Image region labeling listing
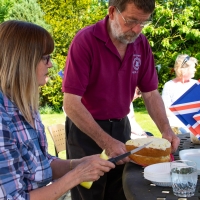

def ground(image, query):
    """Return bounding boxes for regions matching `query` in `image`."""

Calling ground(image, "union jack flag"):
[169,81,200,140]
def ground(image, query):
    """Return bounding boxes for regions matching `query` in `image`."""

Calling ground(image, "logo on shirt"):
[132,56,141,74]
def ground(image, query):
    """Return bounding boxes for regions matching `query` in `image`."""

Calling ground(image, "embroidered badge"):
[133,57,141,71]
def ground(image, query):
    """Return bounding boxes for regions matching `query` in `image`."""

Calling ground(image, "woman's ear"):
[108,6,115,20]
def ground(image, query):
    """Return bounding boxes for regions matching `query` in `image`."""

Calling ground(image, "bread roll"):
[126,137,171,166]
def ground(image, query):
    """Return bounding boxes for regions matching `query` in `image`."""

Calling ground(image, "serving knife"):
[108,141,152,164]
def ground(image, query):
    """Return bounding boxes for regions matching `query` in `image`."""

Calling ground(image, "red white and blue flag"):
[169,79,200,140]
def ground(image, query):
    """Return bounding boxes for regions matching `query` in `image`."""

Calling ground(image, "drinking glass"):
[170,160,198,197]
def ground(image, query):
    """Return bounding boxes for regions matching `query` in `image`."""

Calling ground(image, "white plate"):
[179,149,200,175]
[144,162,170,175]
[152,181,172,187]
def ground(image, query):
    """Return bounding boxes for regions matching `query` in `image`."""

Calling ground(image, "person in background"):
[0,20,115,200]
[162,54,197,133]
[127,87,153,139]
[62,0,180,200]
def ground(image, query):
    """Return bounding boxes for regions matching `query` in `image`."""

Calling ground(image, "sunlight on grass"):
[41,108,161,159]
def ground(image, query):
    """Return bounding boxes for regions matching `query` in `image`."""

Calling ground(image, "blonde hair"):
[174,54,198,77]
[0,20,54,121]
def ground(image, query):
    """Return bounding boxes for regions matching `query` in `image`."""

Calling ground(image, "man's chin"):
[119,36,138,44]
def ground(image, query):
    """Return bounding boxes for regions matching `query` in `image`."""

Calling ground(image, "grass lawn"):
[41,108,161,159]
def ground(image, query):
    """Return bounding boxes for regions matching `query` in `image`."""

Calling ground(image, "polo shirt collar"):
[93,15,110,42]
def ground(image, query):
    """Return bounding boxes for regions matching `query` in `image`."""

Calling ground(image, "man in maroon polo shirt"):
[63,0,179,200]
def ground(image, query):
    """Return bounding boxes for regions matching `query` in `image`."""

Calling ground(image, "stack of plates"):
[144,162,171,187]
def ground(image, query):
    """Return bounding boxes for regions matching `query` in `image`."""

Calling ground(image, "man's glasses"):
[115,7,152,28]
[42,55,51,65]
[181,56,190,68]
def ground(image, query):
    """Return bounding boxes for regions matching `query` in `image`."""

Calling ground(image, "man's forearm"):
[64,94,115,149]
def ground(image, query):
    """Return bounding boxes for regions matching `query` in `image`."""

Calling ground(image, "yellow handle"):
[80,150,109,189]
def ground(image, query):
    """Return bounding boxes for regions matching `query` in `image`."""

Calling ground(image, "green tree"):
[6,0,51,31]
[38,0,107,110]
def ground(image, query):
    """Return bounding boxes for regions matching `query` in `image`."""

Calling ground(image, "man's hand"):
[105,138,130,165]
[162,130,180,153]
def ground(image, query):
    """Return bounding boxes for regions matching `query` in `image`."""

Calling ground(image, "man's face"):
[110,3,151,44]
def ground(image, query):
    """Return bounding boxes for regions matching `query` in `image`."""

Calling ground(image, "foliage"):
[40,63,63,112]
[38,0,107,109]
[134,0,200,107]
[6,0,51,31]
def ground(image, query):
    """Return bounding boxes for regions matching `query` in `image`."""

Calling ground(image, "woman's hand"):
[74,155,115,183]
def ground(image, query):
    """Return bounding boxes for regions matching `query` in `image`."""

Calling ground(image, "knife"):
[108,141,152,164]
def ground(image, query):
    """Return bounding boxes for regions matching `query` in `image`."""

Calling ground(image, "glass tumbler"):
[170,160,198,197]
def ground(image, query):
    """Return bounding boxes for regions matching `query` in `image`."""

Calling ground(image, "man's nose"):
[131,23,144,34]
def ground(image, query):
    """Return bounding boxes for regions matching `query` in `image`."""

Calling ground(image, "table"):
[122,134,200,200]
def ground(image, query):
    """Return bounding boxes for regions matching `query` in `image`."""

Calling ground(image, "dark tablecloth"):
[122,134,200,200]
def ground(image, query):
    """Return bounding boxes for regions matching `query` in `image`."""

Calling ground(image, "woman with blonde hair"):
[162,54,198,133]
[0,20,114,200]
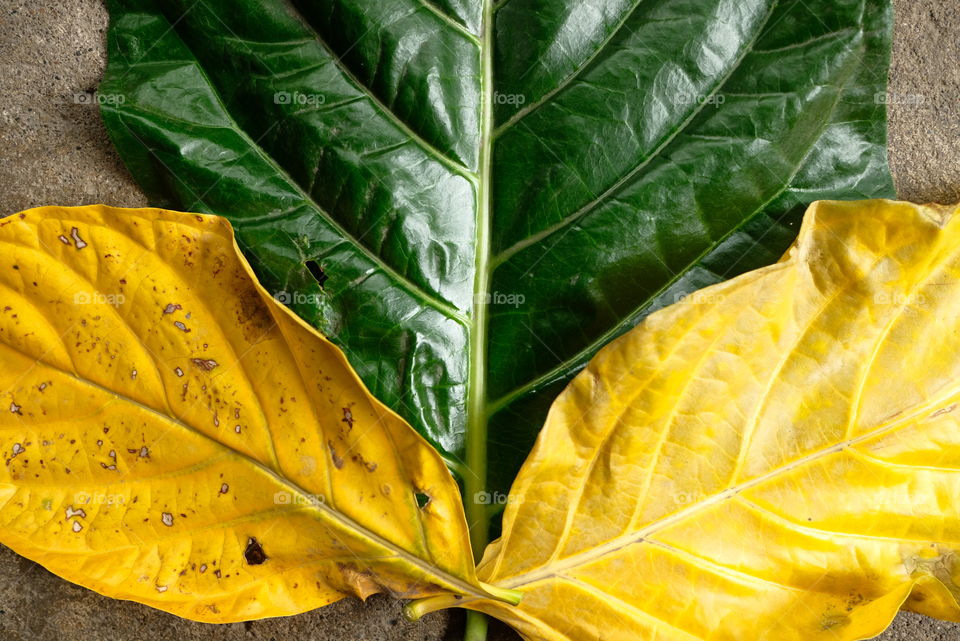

### Your instructions
Arrange every line of the listing above as a numbered list, omitting blank lines and the pictures.

### Output
1. def ground(image, query):
2.     """Return bounding boxes for regions matching `query` in `image`."""
3. Calling ground(image, "union jack flag"):
4. [169,81,200,140]
5. def ground(image, query):
6.     """Return bounding boxes for regions matching `query` in `image`."""
7. Calling ground(image, "logo on shirt"):
8. [132,56,141,74]
9. def ground(image, query):
10.     """Return bounding boxes for regions matching `query` in `image`."""
11. Calling ground(image, "embroidered badge"):
12. [133,57,141,71]
13. def ground(image, query):
14.     """Return bounding boxes for regions matching `query` in `image`."""
15. Calling ground(image, "woman's ear"):
16. [108,6,115,20]
17. def ground(image, query):
18.     """Return bounding boxes for regions matching `query` in `image`."""
19. Calling ground(image, "bread roll"):
20. [126,137,171,166]
21. def ground(image, query):
22.     """Return bounding boxes for regions matching `query` in `image`."""
23. Calling ground(image, "serving knife"):
24. [108,141,152,164]
25. def ground(image, query):
26.     """Return bounding boxes for regions matching `query` in `image`."""
27. Calling ground(image, "red white and blue flag"):
28. [169,79,200,140]
29. def ground(image, query):
30.     """Return bounding boxes for regions matching `query` in `image`."""
31. Calling ground(image, "drinking glass"):
32. [170,160,198,197]
33. def ground(image, query):
34.     """Return bounding boxes for regions matching `query` in `image`."""
35. Calling ground(image, "white plate"):
36. [179,149,200,175]
37. [144,162,170,175]
38. [152,181,172,187]
39. def ground(image, query):
40.     """Return bounding boxes for regions matching `query` in `image`."""
41. Calling ground(image, "person in background"):
42. [0,20,115,200]
43. [162,54,197,133]
44. [127,87,153,139]
45. [62,0,180,200]
46. def ground(image, query):
47.     """Return bounding boxes for regions matching `query` in `image`."""
48. Calling ground(image, "sunlight on grass"):
49. [41,108,161,159]
50. def ground(image, query):
51.     """Return bounding boxes for regions matching `query` in `image`."""
52. Calling ground(image, "blonde hair"):
53. [174,54,198,77]
54. [0,20,54,121]
55. def ground(image, query):
56.     """Return bounding boxes for regions matching `query` in `image`."""
57. Calling ground(image, "man's chin"):
58. [119,36,138,44]
59. def ground(image, query):
60.     """Return bounding boxes for regions matching `query` in `image`."""
61. Calling ground(image, "grass lawn"):
62. [41,108,161,159]
63. def ground(image, query):
64.     """Return bounding boxes for regions matching `query` in `image`."""
65. Calling ground(image, "polo shirt collar"):
66. [93,15,110,42]
67. def ground(image, query):
68.     """Return bounding boxes for regions matching `query` in `image`."""
69. Calling ground(image, "man in maroon polo shirt"):
70. [63,0,179,200]
71. def ground(image, query):
72.     """Return bounding boxes for regions matching `query` in `image`."""
73. Calling ground(image, "stack of plates"):
74. [144,162,171,187]
75. def ground(image, query):
76.     """Return bounding boxes for regions matching `query` in `image`."""
77. Calling ground(image, "man's glasses"):
78. [115,7,152,28]
79. [42,55,51,65]
80. [181,56,190,68]
81. def ground(image, query):
82.     """Return bounding boxes for regions matching `query` in `image`."""
83. Calling ground(image, "man's forearm"):
84. [64,94,115,149]
85. def ground(image, query):
86.     """Return bounding boxes for regions matching `query` in `image`."""
87. Calling ground(image, "yellow handle"):
88. [80,150,109,189]
89. def ground(image, query):
90.     """Return bounding boxes for regions matching `query` in `image`."""
91. Calling ground(image, "green tree"):
92. [6,0,51,31]
93. [38,0,107,110]
94. def ground(image, query):
95.     """Return bounding boxes for regions matching `query` in `image`."""
96. Calling ground(image, "man's hand"):
97. [105,138,130,165]
98. [162,130,180,153]
99. def ground(image, query):
100.     """Return bounding boxes for regions matching `query` in `image`."""
101. Calling ground(image, "man's face"):
102. [110,3,151,44]
103. def ground(image, query):
104.     """Return bounding boxes for regions matching `query` in `image`."""
105. Calling ground(image, "foliage"):
106. [40,63,63,112]
107. [38,0,107,109]
108. [134,0,200,107]
109. [6,0,51,31]
110. def ground(image, query):
111.     """Return bounding boxes for regions matching `query` in `image`."""
112. Calling ground(image, "woman's hand"):
113. [74,155,115,183]
114. def ground(image, query):
115.     """Return bounding boxes for regions matching `query` in `image`."""
116. Calling ground(image, "knife"):
117. [108,141,152,164]
118. def ground(image, query):
119.     """Return bounding boxes for regions matching `query` in `image`."""
120. Calling ground(image, "glass tumbler"):
121. [170,160,198,197]
122. def ground(image, query):
123.     """Return bounding boxes for regions matching `query` in `image`."""
124. Calling ground(image, "man's nose"):
125. [131,23,144,34]
126. def ground(image, query):
127.     """Return bounding boxes for regions matching `query` in `image`."""
128. Calling ground(image, "table"):
129. [122,134,200,200]
130. def ground(image, query):
131.     """Return bounding boxes for regions matching `query` in `image`."""
132. Calling ground(image, "dark tablecloth"):
133. [122,134,200,200]
134. def ground(image, query):
135.     """Return bounding boxes for regions matching `query` in `image`."""
136. Calling ground(image, "woman with blonde hair"):
137. [162,54,198,133]
138. [0,20,114,200]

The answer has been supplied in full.